(Data to use Opens)
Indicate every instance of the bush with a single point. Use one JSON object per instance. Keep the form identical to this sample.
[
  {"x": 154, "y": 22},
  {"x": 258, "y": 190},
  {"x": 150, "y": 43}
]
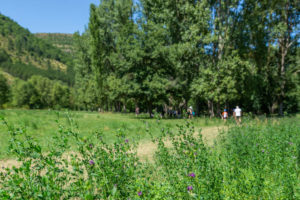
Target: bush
[{"x": 259, "y": 161}]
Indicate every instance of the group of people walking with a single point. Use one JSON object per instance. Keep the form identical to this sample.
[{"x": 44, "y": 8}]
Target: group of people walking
[{"x": 237, "y": 114}]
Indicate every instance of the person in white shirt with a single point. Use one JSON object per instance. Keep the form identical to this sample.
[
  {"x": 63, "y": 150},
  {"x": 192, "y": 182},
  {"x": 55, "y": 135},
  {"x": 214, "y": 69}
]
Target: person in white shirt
[{"x": 238, "y": 115}]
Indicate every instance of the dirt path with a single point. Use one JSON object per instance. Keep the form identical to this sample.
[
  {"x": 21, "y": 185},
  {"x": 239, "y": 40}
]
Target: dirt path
[{"x": 145, "y": 150}]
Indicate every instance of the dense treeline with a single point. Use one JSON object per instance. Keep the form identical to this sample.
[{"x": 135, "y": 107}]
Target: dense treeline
[
  {"x": 171, "y": 54},
  {"x": 19, "y": 49},
  {"x": 60, "y": 40},
  {"x": 36, "y": 93}
]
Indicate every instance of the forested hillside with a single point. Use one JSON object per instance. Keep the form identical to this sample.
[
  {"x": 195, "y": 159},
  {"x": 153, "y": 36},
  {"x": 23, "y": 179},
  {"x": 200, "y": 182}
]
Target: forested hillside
[
  {"x": 166, "y": 56},
  {"x": 59, "y": 40},
  {"x": 170, "y": 55},
  {"x": 23, "y": 55}
]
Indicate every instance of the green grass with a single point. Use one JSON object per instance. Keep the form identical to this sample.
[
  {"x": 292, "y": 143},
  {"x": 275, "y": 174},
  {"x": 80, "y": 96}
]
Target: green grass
[{"x": 42, "y": 124}]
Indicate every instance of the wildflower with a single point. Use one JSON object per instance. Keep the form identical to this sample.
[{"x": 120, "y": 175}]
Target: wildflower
[{"x": 92, "y": 162}]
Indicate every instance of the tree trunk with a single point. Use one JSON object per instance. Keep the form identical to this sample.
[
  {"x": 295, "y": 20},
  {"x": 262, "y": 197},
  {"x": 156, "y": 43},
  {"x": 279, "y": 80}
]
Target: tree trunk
[{"x": 210, "y": 106}]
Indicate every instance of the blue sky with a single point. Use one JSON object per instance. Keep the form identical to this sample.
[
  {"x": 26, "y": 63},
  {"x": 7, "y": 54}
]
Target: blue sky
[{"x": 49, "y": 16}]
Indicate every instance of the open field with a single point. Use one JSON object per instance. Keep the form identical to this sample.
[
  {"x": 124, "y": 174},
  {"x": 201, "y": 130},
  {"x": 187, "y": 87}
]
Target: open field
[
  {"x": 257, "y": 160},
  {"x": 42, "y": 124}
]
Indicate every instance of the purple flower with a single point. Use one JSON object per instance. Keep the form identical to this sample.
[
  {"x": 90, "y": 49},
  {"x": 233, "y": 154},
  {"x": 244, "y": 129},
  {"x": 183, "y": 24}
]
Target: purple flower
[{"x": 92, "y": 162}]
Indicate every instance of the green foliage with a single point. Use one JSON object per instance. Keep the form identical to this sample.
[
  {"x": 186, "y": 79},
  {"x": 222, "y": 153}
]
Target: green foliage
[
  {"x": 211, "y": 54},
  {"x": 18, "y": 42},
  {"x": 4, "y": 90},
  {"x": 244, "y": 163},
  {"x": 40, "y": 92}
]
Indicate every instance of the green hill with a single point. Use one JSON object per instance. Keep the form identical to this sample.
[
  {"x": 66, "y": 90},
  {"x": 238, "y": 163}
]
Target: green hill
[
  {"x": 60, "y": 40},
  {"x": 22, "y": 54}
]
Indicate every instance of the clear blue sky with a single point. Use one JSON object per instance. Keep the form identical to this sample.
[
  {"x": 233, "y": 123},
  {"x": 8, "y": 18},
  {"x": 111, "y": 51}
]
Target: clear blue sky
[{"x": 49, "y": 16}]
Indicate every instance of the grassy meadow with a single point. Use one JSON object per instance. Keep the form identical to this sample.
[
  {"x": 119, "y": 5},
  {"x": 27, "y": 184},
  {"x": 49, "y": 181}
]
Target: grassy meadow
[
  {"x": 256, "y": 160},
  {"x": 42, "y": 124}
]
(Data to use Closes)
Task prompt
Return the listing above unchanged, apart from dropping its pictures.

Written solution
Indicate every instance of the bush with a single point. Use one JSON object per instance. Keep the form identical to this sample.
[
  {"x": 154, "y": 22},
  {"x": 258, "y": 190},
  {"x": 150, "y": 43}
]
Target: bush
[{"x": 259, "y": 161}]
Indicate every instance of the group of people walking with a single point. Use one JSON object per instance. Keep the form identical to this sample.
[{"x": 44, "y": 8}]
Target: group of people walking
[{"x": 237, "y": 114}]
Indicate every instance of the person in white shirt with a single point. Use one JSON object per instance. Keep the form identical to this sample.
[
  {"x": 63, "y": 150},
  {"x": 192, "y": 182},
  {"x": 55, "y": 135},
  {"x": 214, "y": 69}
]
Target: person in white shirt
[{"x": 238, "y": 115}]
Indicate every instance of the dirt path with a single point. Use one JSON object per instance. Keep the form identical to this sample.
[
  {"x": 21, "y": 185},
  {"x": 239, "y": 40}
]
Target: dirt path
[{"x": 145, "y": 150}]
Indicate every instance of the dense treeline with a single point. Use one JSON object per instance. Keep the form identical to this sample.
[{"x": 135, "y": 107}]
Target: dense treeline
[
  {"x": 171, "y": 54},
  {"x": 19, "y": 49},
  {"x": 60, "y": 40},
  {"x": 36, "y": 93}
]
Indicate every instance of the forested hillside with a single point. Use one JSON object per instance. Keep the form identical to this sample.
[
  {"x": 195, "y": 159},
  {"x": 153, "y": 36},
  {"x": 23, "y": 179},
  {"x": 200, "y": 182}
]
Target: forested hillside
[
  {"x": 166, "y": 56},
  {"x": 59, "y": 40},
  {"x": 170, "y": 55},
  {"x": 23, "y": 55}
]
Indicate every instance of the green grass with a single point. Use one JSON object per instance. Keep the form identical to this sample.
[
  {"x": 292, "y": 143},
  {"x": 275, "y": 174},
  {"x": 80, "y": 96}
]
Target: green grass
[{"x": 42, "y": 124}]
Indicate every instance of the wildflower with a single point. Use one JSON object per instance. Keep the form identical to this sample.
[{"x": 120, "y": 175}]
Target: wildflower
[{"x": 92, "y": 162}]
Indicate every instance of the tree trunk with a single point. Use one JSON object per instance. Keep the form identical to this sample.
[
  {"x": 295, "y": 20},
  {"x": 262, "y": 197},
  {"x": 156, "y": 43},
  {"x": 279, "y": 80}
]
Target: tree trunk
[{"x": 210, "y": 106}]
Indicate every instance of the blue sky with a single point. Use one JSON object per instance. Keep the form identical to this sample.
[
  {"x": 26, "y": 63},
  {"x": 7, "y": 54}
]
Target: blue sky
[{"x": 49, "y": 16}]
Indicate every instance of the open field with a single point. Use one JSON object per instance. Keep the form identical to this sample.
[
  {"x": 124, "y": 174},
  {"x": 201, "y": 130},
  {"x": 187, "y": 87}
]
Target: open field
[
  {"x": 257, "y": 160},
  {"x": 42, "y": 124}
]
Indicate every instance of the purple flower with a single point. Use one JSON object per instance. Keep the form identical to this sample.
[
  {"x": 90, "y": 49},
  {"x": 233, "y": 154},
  {"x": 244, "y": 129},
  {"x": 183, "y": 24}
]
Target: purple flower
[{"x": 92, "y": 162}]
Indicate every instance of the green foliage with a single point. Use one JSON object per instance. Keep the form identical to this sample.
[
  {"x": 186, "y": 79},
  {"x": 222, "y": 153}
]
Target: green foliage
[
  {"x": 211, "y": 54},
  {"x": 18, "y": 42},
  {"x": 4, "y": 90},
  {"x": 244, "y": 163},
  {"x": 40, "y": 92}
]
Indicate every instance of the green hill with a single point. Use one JSON object per instance. Keep the form identical to this sample.
[
  {"x": 66, "y": 90},
  {"x": 238, "y": 163}
]
Target: green hill
[
  {"x": 60, "y": 40},
  {"x": 22, "y": 54}
]
Indicate every instance of the clear blue sky with a single point. Use one JSON object per instance. Keep the form identical to this sample.
[
  {"x": 233, "y": 123},
  {"x": 8, "y": 18},
  {"x": 111, "y": 51}
]
Target: clear blue sky
[{"x": 49, "y": 16}]
Indicate every instance of the grassy meadow with a single point. Use one JSON object per instance. Keep the form identical to this sample.
[
  {"x": 119, "y": 5},
  {"x": 27, "y": 184},
  {"x": 49, "y": 181}
]
Target: grassy meadow
[
  {"x": 256, "y": 160},
  {"x": 42, "y": 124}
]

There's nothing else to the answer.